Entries shown -
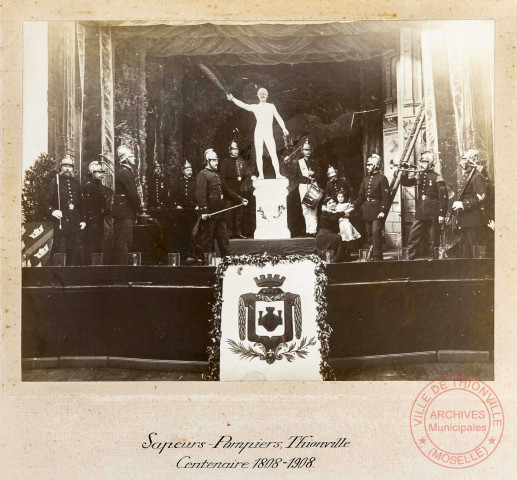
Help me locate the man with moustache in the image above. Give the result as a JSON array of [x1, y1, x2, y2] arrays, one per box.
[[112, 145, 141, 265], [452, 148, 486, 258], [46, 157, 86, 265], [196, 148, 248, 257], [284, 138, 325, 237], [220, 141, 251, 238], [83, 161, 113, 265], [168, 160, 199, 264], [353, 153, 390, 260]]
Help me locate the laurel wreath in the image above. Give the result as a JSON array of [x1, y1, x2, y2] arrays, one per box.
[[257, 205, 285, 222], [226, 337, 316, 363], [203, 253, 336, 380]]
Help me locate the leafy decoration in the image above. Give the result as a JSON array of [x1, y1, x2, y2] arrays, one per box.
[[205, 253, 336, 380]]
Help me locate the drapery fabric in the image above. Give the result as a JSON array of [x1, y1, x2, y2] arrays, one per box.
[[76, 24, 86, 181], [447, 25, 494, 178], [82, 22, 396, 65], [99, 27, 115, 188]]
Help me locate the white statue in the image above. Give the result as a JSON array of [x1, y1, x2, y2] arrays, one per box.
[[227, 88, 289, 180]]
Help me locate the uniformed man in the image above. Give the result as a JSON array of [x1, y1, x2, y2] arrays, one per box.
[[46, 157, 86, 266], [452, 148, 486, 258], [83, 161, 113, 265], [147, 163, 168, 210], [112, 145, 141, 265], [325, 166, 355, 203], [286, 139, 326, 237], [400, 152, 448, 260], [196, 148, 248, 257], [220, 141, 253, 238], [168, 161, 199, 264], [353, 153, 390, 260]]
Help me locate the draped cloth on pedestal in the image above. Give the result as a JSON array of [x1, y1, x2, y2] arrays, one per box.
[[208, 254, 335, 381]]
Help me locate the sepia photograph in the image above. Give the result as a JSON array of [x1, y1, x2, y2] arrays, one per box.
[[21, 20, 496, 382], [0, 0, 517, 480]]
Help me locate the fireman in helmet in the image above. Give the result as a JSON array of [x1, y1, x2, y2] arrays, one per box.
[[353, 153, 390, 260], [83, 161, 113, 265], [220, 141, 253, 238], [400, 152, 448, 260]]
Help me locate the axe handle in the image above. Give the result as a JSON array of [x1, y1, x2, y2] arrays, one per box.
[[208, 203, 244, 218], [56, 172, 62, 230]]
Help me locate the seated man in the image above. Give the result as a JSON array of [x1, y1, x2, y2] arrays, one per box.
[[316, 197, 349, 262]]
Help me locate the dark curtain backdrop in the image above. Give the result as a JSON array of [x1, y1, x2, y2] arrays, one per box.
[[108, 22, 397, 191]]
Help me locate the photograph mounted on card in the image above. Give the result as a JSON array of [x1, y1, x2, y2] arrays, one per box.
[[21, 18, 495, 382]]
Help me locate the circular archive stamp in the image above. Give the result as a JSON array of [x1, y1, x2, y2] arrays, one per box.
[[410, 375, 504, 469]]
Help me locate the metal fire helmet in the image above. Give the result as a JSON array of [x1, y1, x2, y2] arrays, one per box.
[[61, 156, 74, 167], [366, 153, 381, 170], [203, 148, 218, 166], [88, 160, 104, 175], [461, 148, 479, 163], [420, 152, 434, 169], [327, 166, 337, 178]]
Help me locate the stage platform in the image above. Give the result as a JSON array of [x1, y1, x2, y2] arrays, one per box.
[[230, 237, 316, 257], [22, 256, 494, 371]]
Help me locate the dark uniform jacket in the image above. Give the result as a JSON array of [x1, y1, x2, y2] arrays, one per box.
[[196, 168, 242, 213], [148, 175, 168, 208], [354, 172, 390, 222], [457, 170, 486, 227], [325, 178, 354, 202], [286, 158, 326, 193], [169, 176, 196, 209], [400, 170, 448, 220], [220, 155, 252, 195], [320, 210, 345, 233], [46, 175, 85, 233], [83, 178, 113, 228], [112, 164, 140, 219]]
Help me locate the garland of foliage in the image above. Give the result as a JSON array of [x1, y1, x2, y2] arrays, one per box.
[[205, 253, 336, 380]]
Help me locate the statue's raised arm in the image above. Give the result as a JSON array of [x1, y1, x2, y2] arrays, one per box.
[[226, 93, 253, 112], [226, 88, 289, 180]]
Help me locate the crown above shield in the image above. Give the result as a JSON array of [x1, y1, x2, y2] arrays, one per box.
[[253, 274, 285, 287]]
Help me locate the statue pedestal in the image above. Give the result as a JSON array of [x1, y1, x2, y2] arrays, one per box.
[[253, 178, 291, 239]]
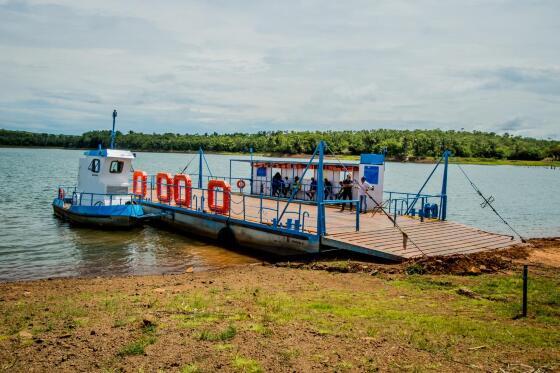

Problem details -
Rewrite all of the rows above with "Help me locate" replaced by "Find" and nothing else changed. Leave the pictures out.

Result of this exercise -
Find the man with moustache in the image above. Give the result as a JSON array of [x1, y1, x2, y2] arrays, one per box.
[[112, 145, 141, 265], [452, 148, 486, 258], [46, 157, 86, 265], [196, 148, 248, 257], [284, 138, 325, 237], [220, 141, 251, 238], [83, 161, 113, 265], [168, 160, 199, 264], [353, 153, 390, 260]]
Find the laurel wreath in the image above. Give the result as a JSON array of [x1, y1, x2, y2] arrays, one per box.
[[257, 205, 285, 222], [226, 337, 316, 363], [203, 253, 336, 380]]
Find the leafy decoration in the image above. Give the result as a JSON array of [x1, y1, x2, y2] arrays, one per box.
[[205, 253, 336, 380]]
Find the drapery fabric in the image above. Give the result as a JSON array of [x1, y1, x2, y2] arrays, one per box.
[[76, 24, 86, 181], [447, 25, 494, 178], [82, 22, 396, 65], [99, 27, 115, 188]]
Find the white statue in the image above. Give the result as a JSON array of [x1, y1, x2, y2] arrays, one per box.
[[227, 88, 289, 180]]
Find the uniformed man in the image above. Give the result as a JSON array of [x1, y1, x2, y2] arrays, one per box.
[[46, 157, 86, 266], [452, 148, 486, 258], [83, 161, 113, 265], [147, 163, 168, 210], [112, 145, 141, 265], [325, 166, 355, 203], [286, 139, 326, 237], [400, 152, 448, 260], [196, 148, 248, 257], [220, 141, 253, 238], [168, 161, 199, 264], [353, 153, 390, 260]]
Find the draped cloth on pedestal in the image above. Give the result as a JSON array of [x1, y1, x2, y2] arrays, one per box.
[[208, 254, 335, 381]]
Find the sepia photograph in the image above. Give the result as a JSON array of [x1, y1, x2, y2] arrays, one per box.
[[21, 20, 496, 382], [0, 0, 517, 480]]
Find the fireman in helmet in the image above. Give the result as a JSON array of [x1, y1, x2, y2] arrays, one per box.
[[353, 153, 390, 260], [83, 161, 113, 265], [220, 141, 253, 238], [400, 152, 448, 260]]
Find the axe handle in the image above. Give the result as a JSON array of [x1, y1, x2, y2] arrays, one per box.
[[208, 203, 244, 218], [56, 172, 62, 230]]
Find the seated man in the image above. Give the result as a JSON array of [x1, y1, x2, y2] arrays, one per box.
[[316, 197, 349, 262]]
Find the dark curtain backdrop in the image above. Give the result as a JSON array of [x1, y1, x2, y2] arrays, one per box.
[[108, 22, 397, 191]]
Find the photograph mounted on card in the image above. Give the result as a JSON array of [x1, y1, x2, y2] arrays, one per box.
[[21, 18, 495, 382]]
Find the circular archive stamp in the image above. Give the result as a JSON array of [x1, y1, x2, y2] arrays, one per box.
[[410, 375, 504, 469]]
Find the metal fire helmet in the image above. Give the result as a JSON array of [x1, y1, x2, y2] arrays, one per box.
[[61, 156, 74, 167], [366, 153, 381, 170], [203, 148, 218, 166], [88, 160, 104, 175], [461, 148, 479, 163], [420, 152, 434, 169], [327, 166, 337, 178]]
Find the stage platform in the image above. Give the result as a JSON array of [x1, y1, x2, y2] arrays, one per box.
[[230, 237, 316, 257], [22, 256, 494, 371]]
Find the dark uniform jacket in the image above. Give the result as a JSON array of [x1, y1, x2, y2] arrays, one per box.
[[196, 168, 242, 213], [148, 175, 168, 208], [354, 172, 390, 222], [457, 170, 486, 227], [325, 178, 354, 202], [286, 158, 326, 193], [169, 176, 196, 209], [400, 170, 448, 220], [220, 155, 252, 195], [320, 210, 345, 233], [46, 175, 85, 233], [83, 178, 113, 228], [112, 164, 140, 219]]
Find the garland of foliage in the image above. Give the result as a JSON array of [x1, y1, x2, y2] arrays, one per box.
[[205, 253, 336, 380]]
Find the statue's raised arm in the image above. Give the result as a JSON array of [x1, y1, x2, y2] arrays, one per box.
[[226, 93, 253, 112], [226, 88, 289, 180]]
Find the crown above shield in the image above. Give the result as a JSON array of [x1, y1, x2, y2] arrays, one per box.
[[253, 274, 285, 287]]
Find the statue pedestal in the image above. Give the result as a JSON array of [x1, y1, x2, y2] arrays, one per box.
[[253, 178, 291, 239]]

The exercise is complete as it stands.